TASK DESCRIPTION — Please copy every line from the following entries in which the word "woman" appears.

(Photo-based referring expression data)
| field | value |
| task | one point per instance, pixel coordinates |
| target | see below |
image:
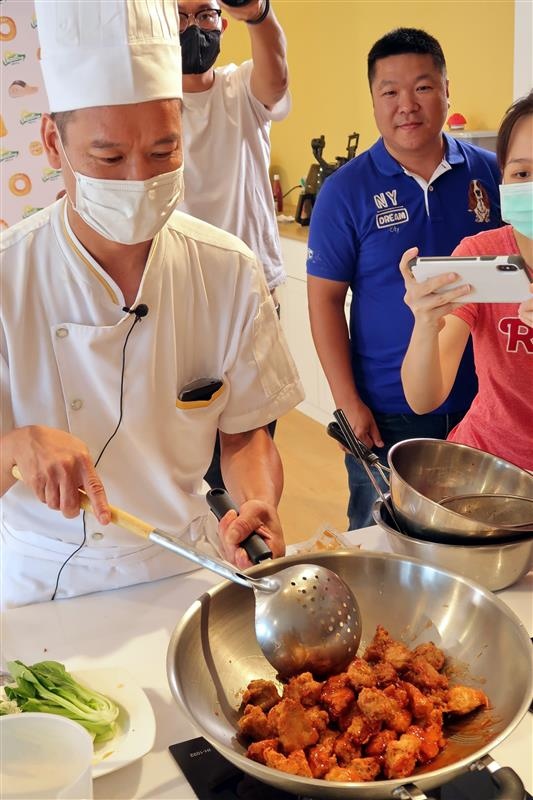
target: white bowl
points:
(44, 756)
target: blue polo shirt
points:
(367, 214)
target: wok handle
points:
(118, 516)
(510, 786)
(255, 546)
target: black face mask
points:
(199, 50)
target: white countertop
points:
(131, 628)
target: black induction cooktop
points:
(212, 777)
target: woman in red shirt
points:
(500, 420)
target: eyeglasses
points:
(207, 19)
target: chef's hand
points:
(525, 310)
(55, 465)
(428, 307)
(254, 515)
(251, 11)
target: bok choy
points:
(48, 687)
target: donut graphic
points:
(8, 29)
(19, 184)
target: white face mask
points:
(128, 212)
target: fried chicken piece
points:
(361, 674)
(384, 673)
(379, 707)
(254, 724)
(261, 693)
(431, 739)
(420, 705)
(303, 688)
(345, 749)
(397, 654)
(375, 705)
(377, 744)
(345, 719)
(320, 757)
(290, 721)
(424, 675)
(431, 653)
(374, 651)
(400, 756)
(397, 692)
(256, 750)
(361, 769)
(361, 729)
(294, 764)
(318, 718)
(464, 699)
(337, 695)
(364, 769)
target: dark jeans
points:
(393, 428)
(214, 474)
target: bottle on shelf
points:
(277, 193)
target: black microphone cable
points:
(140, 312)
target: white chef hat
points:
(109, 52)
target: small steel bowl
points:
(495, 566)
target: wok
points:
(213, 654)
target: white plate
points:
(136, 721)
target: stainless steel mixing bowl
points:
(213, 654)
(494, 566)
(424, 471)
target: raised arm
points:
(437, 342)
(270, 75)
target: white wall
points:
(523, 48)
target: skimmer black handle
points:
(255, 546)
(335, 432)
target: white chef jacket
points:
(61, 339)
(226, 147)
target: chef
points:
(130, 333)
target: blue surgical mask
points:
(517, 206)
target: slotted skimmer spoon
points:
(306, 616)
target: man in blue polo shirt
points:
(414, 186)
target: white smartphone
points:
(494, 279)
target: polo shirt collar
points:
(388, 165)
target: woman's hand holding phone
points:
(525, 310)
(428, 300)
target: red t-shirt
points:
(500, 419)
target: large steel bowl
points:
(424, 471)
(213, 654)
(495, 566)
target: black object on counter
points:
(213, 778)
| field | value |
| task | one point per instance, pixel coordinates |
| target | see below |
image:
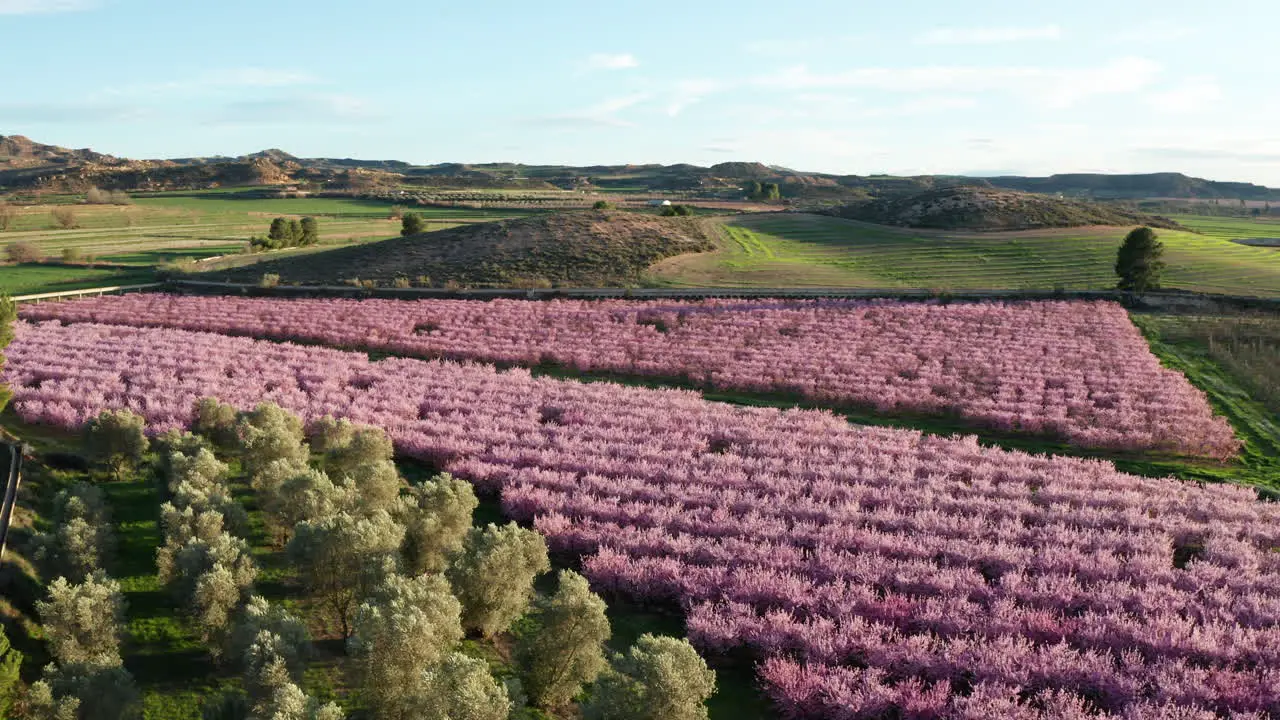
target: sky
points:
(845, 86)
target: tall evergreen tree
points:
(1138, 263)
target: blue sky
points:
(833, 86)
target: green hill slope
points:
(990, 209)
(799, 250)
(572, 249)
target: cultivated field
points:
(127, 242)
(1038, 368)
(869, 570)
(798, 250)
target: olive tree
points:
(405, 625)
(460, 688)
(270, 433)
(342, 557)
(565, 648)
(1138, 261)
(85, 692)
(437, 515)
(293, 641)
(10, 666)
(210, 578)
(659, 678)
(362, 456)
(117, 438)
(273, 693)
(215, 420)
(81, 538)
(83, 621)
(493, 575)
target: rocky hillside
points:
(571, 249)
(18, 151)
(991, 209)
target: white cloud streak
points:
(987, 35)
(611, 62)
(44, 7)
(1042, 86)
(602, 114)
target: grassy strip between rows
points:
(176, 671)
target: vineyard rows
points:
(876, 572)
(1078, 370)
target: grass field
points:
(190, 226)
(1232, 228)
(782, 250)
(174, 669)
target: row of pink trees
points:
(1077, 370)
(876, 572)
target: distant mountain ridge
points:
(26, 164)
(990, 209)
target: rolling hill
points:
(969, 208)
(805, 250)
(574, 249)
(27, 164)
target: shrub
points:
(493, 575)
(566, 648)
(115, 438)
(23, 251)
(659, 678)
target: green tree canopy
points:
(566, 647)
(310, 232)
(412, 223)
(659, 678)
(493, 575)
(117, 440)
(1138, 263)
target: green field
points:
(800, 250)
(1232, 228)
(190, 226)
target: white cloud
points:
(987, 35)
(1197, 94)
(44, 7)
(1043, 86)
(297, 109)
(1153, 32)
(602, 114)
(689, 91)
(227, 78)
(607, 62)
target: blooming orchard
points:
(1078, 370)
(877, 572)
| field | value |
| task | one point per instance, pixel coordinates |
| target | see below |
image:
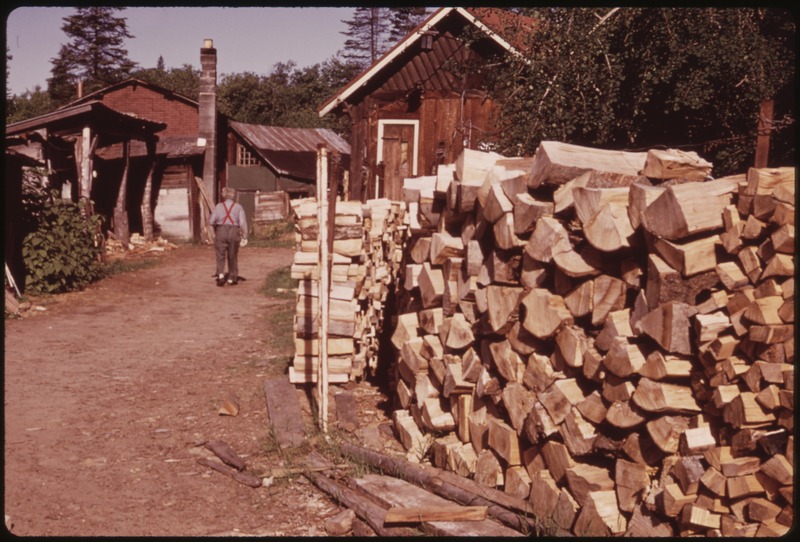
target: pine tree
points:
(94, 55)
(368, 32)
(404, 20)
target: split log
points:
(600, 516)
(583, 479)
(768, 180)
(222, 450)
(641, 196)
(412, 514)
(545, 313)
(503, 303)
(623, 358)
(500, 506)
(445, 246)
(690, 258)
(676, 164)
(666, 431)
(665, 283)
(365, 507)
(504, 441)
(653, 396)
(556, 163)
(630, 482)
(669, 325)
(527, 211)
(660, 367)
(690, 208)
(242, 477)
(604, 215)
(608, 294)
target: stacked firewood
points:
(367, 249)
(607, 334)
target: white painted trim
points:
(415, 151)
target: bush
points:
(63, 251)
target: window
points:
(244, 157)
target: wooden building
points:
(411, 111)
(269, 165)
(66, 145)
(177, 197)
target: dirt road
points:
(109, 392)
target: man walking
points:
(230, 228)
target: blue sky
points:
(250, 39)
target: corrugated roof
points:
(275, 138)
(491, 21)
(291, 151)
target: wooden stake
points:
(324, 251)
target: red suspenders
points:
(228, 213)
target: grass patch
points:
(124, 265)
(279, 284)
(273, 235)
(280, 323)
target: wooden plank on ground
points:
(393, 492)
(346, 410)
(284, 411)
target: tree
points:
(184, 80)
(637, 78)
(94, 55)
(404, 20)
(27, 105)
(288, 96)
(367, 34)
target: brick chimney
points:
(208, 115)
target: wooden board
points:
(285, 415)
(393, 492)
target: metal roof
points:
(290, 152)
(275, 138)
(71, 120)
(490, 21)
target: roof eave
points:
(403, 45)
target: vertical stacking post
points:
(324, 281)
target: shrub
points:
(62, 252)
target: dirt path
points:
(109, 392)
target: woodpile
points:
(366, 254)
(609, 335)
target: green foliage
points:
(62, 252)
(280, 284)
(636, 78)
(273, 234)
(28, 105)
(184, 80)
(288, 96)
(367, 35)
(95, 54)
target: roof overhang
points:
(70, 121)
(415, 35)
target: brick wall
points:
(181, 118)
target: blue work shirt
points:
(234, 216)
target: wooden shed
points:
(180, 159)
(411, 111)
(269, 165)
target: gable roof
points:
(133, 82)
(290, 152)
(491, 21)
(70, 120)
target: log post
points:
(764, 128)
(324, 251)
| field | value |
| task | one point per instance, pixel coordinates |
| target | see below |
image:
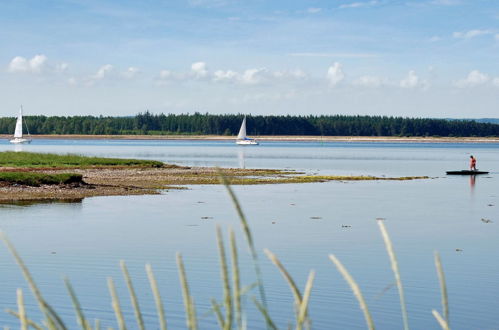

RESULT —
target: woman in red shirt
target: woman's hand holding phone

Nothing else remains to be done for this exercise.